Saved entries
--- --- ---
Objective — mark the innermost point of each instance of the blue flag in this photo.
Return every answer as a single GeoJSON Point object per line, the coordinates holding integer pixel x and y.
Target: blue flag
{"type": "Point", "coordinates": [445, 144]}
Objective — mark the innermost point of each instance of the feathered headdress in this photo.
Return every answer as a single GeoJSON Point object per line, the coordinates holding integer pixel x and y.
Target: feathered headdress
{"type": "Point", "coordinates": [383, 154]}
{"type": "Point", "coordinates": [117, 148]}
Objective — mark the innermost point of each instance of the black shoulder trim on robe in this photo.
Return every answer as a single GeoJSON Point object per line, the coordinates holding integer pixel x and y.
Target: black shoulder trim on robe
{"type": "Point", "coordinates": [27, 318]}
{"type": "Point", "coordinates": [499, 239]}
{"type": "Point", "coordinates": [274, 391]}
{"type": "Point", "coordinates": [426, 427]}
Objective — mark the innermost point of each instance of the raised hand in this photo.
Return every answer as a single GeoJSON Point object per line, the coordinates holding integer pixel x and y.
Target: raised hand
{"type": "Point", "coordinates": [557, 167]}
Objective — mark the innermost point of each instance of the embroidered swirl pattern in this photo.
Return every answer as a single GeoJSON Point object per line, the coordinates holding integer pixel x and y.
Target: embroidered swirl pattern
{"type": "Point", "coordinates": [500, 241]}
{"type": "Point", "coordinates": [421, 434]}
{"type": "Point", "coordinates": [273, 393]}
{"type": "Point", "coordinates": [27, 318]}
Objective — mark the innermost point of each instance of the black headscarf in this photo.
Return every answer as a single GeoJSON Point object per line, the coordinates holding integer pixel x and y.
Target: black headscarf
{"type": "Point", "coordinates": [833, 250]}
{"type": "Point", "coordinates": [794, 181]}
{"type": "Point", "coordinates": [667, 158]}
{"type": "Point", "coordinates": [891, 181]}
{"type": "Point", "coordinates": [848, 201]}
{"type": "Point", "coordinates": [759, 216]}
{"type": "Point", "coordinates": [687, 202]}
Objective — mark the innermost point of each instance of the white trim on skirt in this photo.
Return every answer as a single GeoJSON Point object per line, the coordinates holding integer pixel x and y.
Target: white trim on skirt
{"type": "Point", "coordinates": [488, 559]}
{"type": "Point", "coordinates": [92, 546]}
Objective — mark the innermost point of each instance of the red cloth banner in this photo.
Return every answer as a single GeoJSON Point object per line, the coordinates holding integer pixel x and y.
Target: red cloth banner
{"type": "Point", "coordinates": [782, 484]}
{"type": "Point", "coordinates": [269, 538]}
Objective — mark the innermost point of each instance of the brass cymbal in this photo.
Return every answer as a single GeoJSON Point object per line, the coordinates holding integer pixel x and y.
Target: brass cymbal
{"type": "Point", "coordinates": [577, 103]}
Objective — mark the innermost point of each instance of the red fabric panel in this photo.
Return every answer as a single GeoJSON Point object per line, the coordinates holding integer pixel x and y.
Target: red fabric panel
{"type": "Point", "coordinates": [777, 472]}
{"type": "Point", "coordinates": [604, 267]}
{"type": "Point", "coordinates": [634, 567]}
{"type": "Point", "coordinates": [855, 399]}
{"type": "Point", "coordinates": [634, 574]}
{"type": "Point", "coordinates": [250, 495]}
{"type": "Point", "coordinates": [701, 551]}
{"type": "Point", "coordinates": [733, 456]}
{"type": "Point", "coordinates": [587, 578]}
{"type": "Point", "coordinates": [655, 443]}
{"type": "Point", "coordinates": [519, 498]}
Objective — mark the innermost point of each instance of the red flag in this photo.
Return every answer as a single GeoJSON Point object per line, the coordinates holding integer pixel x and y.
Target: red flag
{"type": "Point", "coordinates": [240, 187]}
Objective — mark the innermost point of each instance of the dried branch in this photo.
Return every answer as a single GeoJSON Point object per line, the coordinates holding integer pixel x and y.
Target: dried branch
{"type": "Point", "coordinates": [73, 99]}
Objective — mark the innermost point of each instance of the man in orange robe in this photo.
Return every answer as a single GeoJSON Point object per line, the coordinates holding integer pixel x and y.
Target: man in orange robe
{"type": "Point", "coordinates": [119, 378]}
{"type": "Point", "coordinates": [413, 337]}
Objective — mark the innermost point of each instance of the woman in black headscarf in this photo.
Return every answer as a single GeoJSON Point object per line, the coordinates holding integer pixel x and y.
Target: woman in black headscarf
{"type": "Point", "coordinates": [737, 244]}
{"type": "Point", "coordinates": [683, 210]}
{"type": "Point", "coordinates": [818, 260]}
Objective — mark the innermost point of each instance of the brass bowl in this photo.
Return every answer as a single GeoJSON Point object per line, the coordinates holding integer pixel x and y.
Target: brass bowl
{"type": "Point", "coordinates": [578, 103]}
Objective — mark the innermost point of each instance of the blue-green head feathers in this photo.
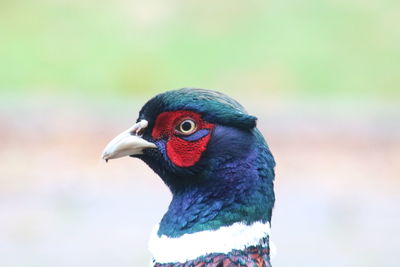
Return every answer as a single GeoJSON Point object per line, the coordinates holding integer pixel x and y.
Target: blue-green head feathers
{"type": "Point", "coordinates": [214, 107]}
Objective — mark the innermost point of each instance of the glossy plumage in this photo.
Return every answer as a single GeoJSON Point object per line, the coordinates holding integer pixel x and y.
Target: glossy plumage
{"type": "Point", "coordinates": [220, 173]}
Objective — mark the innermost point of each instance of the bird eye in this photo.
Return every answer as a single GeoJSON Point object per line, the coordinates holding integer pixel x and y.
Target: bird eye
{"type": "Point", "coordinates": [186, 127]}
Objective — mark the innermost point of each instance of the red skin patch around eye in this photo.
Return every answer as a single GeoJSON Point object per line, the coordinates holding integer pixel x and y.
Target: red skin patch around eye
{"type": "Point", "coordinates": [181, 152]}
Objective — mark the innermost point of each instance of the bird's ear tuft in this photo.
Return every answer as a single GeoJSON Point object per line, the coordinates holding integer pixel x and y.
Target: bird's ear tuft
{"type": "Point", "coordinates": [246, 121]}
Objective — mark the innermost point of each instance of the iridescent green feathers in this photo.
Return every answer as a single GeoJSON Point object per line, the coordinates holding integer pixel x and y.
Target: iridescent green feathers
{"type": "Point", "coordinates": [215, 107]}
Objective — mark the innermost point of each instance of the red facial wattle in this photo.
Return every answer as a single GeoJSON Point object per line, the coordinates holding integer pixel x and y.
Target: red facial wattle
{"type": "Point", "coordinates": [182, 150]}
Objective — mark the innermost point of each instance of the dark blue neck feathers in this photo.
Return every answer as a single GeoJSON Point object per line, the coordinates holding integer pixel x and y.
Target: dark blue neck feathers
{"type": "Point", "coordinates": [233, 182]}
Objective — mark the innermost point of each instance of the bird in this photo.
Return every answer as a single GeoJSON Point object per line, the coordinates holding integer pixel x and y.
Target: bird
--- --- ---
Please give every line of the data above as a Markdown table with two columns, Row for the row number and Line for the text, skipping any blank lines. Leave the pictures out of the answer.

| Row | Line |
|---|---|
| 1 | Objective — mark the innermost point of each instance of the blue flag in this photo. |
| 2 | Return every answer as a single GeoJSON Point object per line, the coordinates holding integer pixel x and y. |
| 3 | Target: blue flag |
| 4 | {"type": "Point", "coordinates": [445, 144]} |
| 5 | Objective — mark the innermost point of each instance of the feathered headdress in this photo. |
| 6 | Return every answer as a single GeoJSON Point object per line, the coordinates holding integer pixel x and y. |
| 7 | Target: feathered headdress |
| 8 | {"type": "Point", "coordinates": [383, 154]} |
| 9 | {"type": "Point", "coordinates": [117, 148]} |
| 10 | Objective — mark the innermost point of each instance of the black shoulder trim on robe in this photo. |
| 11 | Return every answer as a single GeoJSON Point object per line, the coordinates holding integer pixel x and y. |
| 12 | Target: black shoulder trim on robe |
| 13 | {"type": "Point", "coordinates": [27, 318]} |
| 14 | {"type": "Point", "coordinates": [499, 239]} |
| 15 | {"type": "Point", "coordinates": [274, 391]} |
| 16 | {"type": "Point", "coordinates": [426, 427]} |
| 17 | Objective — mark the innermost point of each instance of the raised hand in this photo. |
| 18 | Return every answer as a single GeoJSON Point object per line, the coordinates holding integer pixel x and y. |
| 19 | Target: raised hand |
| 20 | {"type": "Point", "coordinates": [557, 167]} |
| 21 | Objective — mark the innermost point of each instance of the embroidered swirl pattern in this photo. |
| 22 | Return every answer as a single GeoJSON Point object per line, the coordinates holding integer pixel x and y. |
| 23 | Target: embroidered swirl pattern |
| 24 | {"type": "Point", "coordinates": [500, 241]} |
| 25 | {"type": "Point", "coordinates": [421, 434]} |
| 26 | {"type": "Point", "coordinates": [273, 393]} |
| 27 | {"type": "Point", "coordinates": [27, 318]} |
| 28 | Objective — mark the innermost point of each instance of the black headscarf in this photo. |
| 29 | Return every answer as a single GeoJSON Point object per line, the coordinates holding integer pixel x and y. |
| 30 | Target: black headscarf |
| 31 | {"type": "Point", "coordinates": [833, 250]} |
| 32 | {"type": "Point", "coordinates": [794, 181]} |
| 33 | {"type": "Point", "coordinates": [667, 158]} |
| 34 | {"type": "Point", "coordinates": [891, 181]} |
| 35 | {"type": "Point", "coordinates": [848, 201]} |
| 36 | {"type": "Point", "coordinates": [759, 216]} |
| 37 | {"type": "Point", "coordinates": [687, 202]} |
| 38 | Objective — mark the innermost point of each instance of the white trim on skirt in this photo. |
| 39 | Return every answer as a single GeoJSON Point object per line, the coordinates holding integer pixel x and y. |
| 40 | Target: white trim on skirt |
| 41 | {"type": "Point", "coordinates": [488, 559]} |
| 42 | {"type": "Point", "coordinates": [92, 546]} |
| 43 | Objective — mark the innermost point of each instance of the red cloth banner in this photo. |
| 44 | Return every answer as a single GeoJSON Point object per line, the coordinates holding integer pixel x and y. |
| 45 | Target: red cloth banner |
| 46 | {"type": "Point", "coordinates": [782, 484]} |
| 47 | {"type": "Point", "coordinates": [269, 538]} |
| 48 | Objective — mark the innermost point of each instance of the brass cymbal in this photo. |
| 49 | Return every answer as a single GeoJSON Point object per line, the coordinates holding integer pixel x and y. |
| 50 | Target: brass cymbal |
| 51 | {"type": "Point", "coordinates": [577, 103]} |
| 52 | Objective — mark the innermost point of each instance of the red fabric panel in this photo. |
| 53 | Return every answer as a single GeoJSON Point object per line, the coordinates holding integer pixel x and y. |
| 54 | Target: red fabric panel |
| 55 | {"type": "Point", "coordinates": [777, 472]} |
| 56 | {"type": "Point", "coordinates": [604, 267]} |
| 57 | {"type": "Point", "coordinates": [634, 567]} |
| 58 | {"type": "Point", "coordinates": [855, 399]} |
| 59 | {"type": "Point", "coordinates": [634, 574]} |
| 60 | {"type": "Point", "coordinates": [250, 495]} |
| 61 | {"type": "Point", "coordinates": [701, 551]} |
| 62 | {"type": "Point", "coordinates": [733, 456]} |
| 63 | {"type": "Point", "coordinates": [587, 578]} |
| 64 | {"type": "Point", "coordinates": [655, 443]} |
| 65 | {"type": "Point", "coordinates": [519, 498]} |
| 66 | Objective — mark the innermost point of each instance of the red flag in this photo. |
| 67 | Return every answer as a single GeoJSON Point object per line, the coordinates holding integer pixel x and y. |
| 68 | Target: red flag |
| 69 | {"type": "Point", "coordinates": [240, 187]} |
| 70 | Objective — mark the innermost point of each instance of the dried branch in this photo. |
| 71 | Return every answer as a single GeoJSON Point object per line, the coordinates holding integer pixel x and y. |
| 72 | Target: dried branch |
| 73 | {"type": "Point", "coordinates": [73, 99]} |
| 74 | Objective — mark the innermost point of each instance of the man in orange robe in this photo. |
| 75 | Return every answer as a single GeoJSON Point object per line, the coordinates holding integer pixel x and y. |
| 76 | Target: man in orange robe |
| 77 | {"type": "Point", "coordinates": [119, 378]} |
| 78 | {"type": "Point", "coordinates": [413, 337]} |
| 79 | Objective — mark the innermost point of each instance of the woman in black headscarf in this photo. |
| 80 | Return every answer as a single GeoJSON Point object per line, the coordinates holding integer pixel x and y. |
| 81 | Target: woman in black headscarf |
| 82 | {"type": "Point", "coordinates": [737, 244]} |
| 83 | {"type": "Point", "coordinates": [683, 210]} |
| 84 | {"type": "Point", "coordinates": [818, 260]} |
| 85 | Objective — mark the innermost point of each instance of the brass bowl in this photo. |
| 86 | Return every answer as a single GeoJSON Point object per line, the coordinates holding integer pixel x and y. |
| 87 | Target: brass bowl |
| 88 | {"type": "Point", "coordinates": [578, 103]} |
| 89 | Objective — mark the innermost point of each instance of the blue-green head feathers in this photo. |
| 90 | Return every answer as a single GeoJSON Point object per line, the coordinates holding integer pixel x and y. |
| 91 | Target: blue-green head feathers |
| 92 | {"type": "Point", "coordinates": [214, 107]} |
| 93 | Objective — mark the innermost point of each instance of the glossy plumage in this photo. |
| 94 | Return every answer as a single GeoJSON Point object per line, the coordinates holding integer pixel x and y. |
| 95 | Target: glossy plumage |
| 96 | {"type": "Point", "coordinates": [220, 173]} |
| 97 | Objective — mark the innermost point of each instance of the bird eye in this photo. |
| 98 | Return every answer as a single GeoJSON Point object per line, the coordinates holding integer pixel x and y. |
| 99 | Target: bird eye |
| 100 | {"type": "Point", "coordinates": [186, 127]} |
| 101 | Objective — mark the innermost point of each instance of the red skin patch around eye in this photo. |
| 102 | Return every answer as a single GeoJSON Point object per line, the coordinates holding integer pixel x and y. |
| 103 | Target: red skin patch around eye |
| 104 | {"type": "Point", "coordinates": [181, 152]} |
| 105 | Objective — mark the innermost point of each instance of the bird's ear tuft in this photo. |
| 106 | Return every answer as a single GeoJSON Point object per line, the coordinates holding integer pixel x and y. |
| 107 | Target: bird's ear tuft |
| 108 | {"type": "Point", "coordinates": [246, 121]} |
| 109 | Objective — mark the innermost point of each instance of the iridescent green feathers in this photo. |
| 110 | Return every answer as a single GeoJSON Point object per line, the coordinates holding integer pixel x and y. |
| 111 | Target: iridescent green feathers |
| 112 | {"type": "Point", "coordinates": [215, 107]} |
| 113 | Objective — mark the innermost point of each instance of the red facial wattle in this photo. |
| 114 | Return every answer as a single GeoJSON Point object per line, the coordinates holding integer pixel x and y. |
| 115 | Target: red facial wattle |
| 116 | {"type": "Point", "coordinates": [182, 150]} |
| 117 | Objective — mark the innermost point of each instance of the dark blue neck feathers in this photo. |
| 118 | Return every answer as a single GeoJSON Point object per line, the coordinates holding integer pixel x and y. |
| 119 | Target: dark blue neck feathers |
| 120 | {"type": "Point", "coordinates": [233, 182]} |
| 121 | Objective — mark the innermost point of each instance of the bird in this photo. |
| 122 | Return every answer as a single GeoJSON Point object per line, the coordinates holding integer pixel x and y. |
| 123 | Target: bird |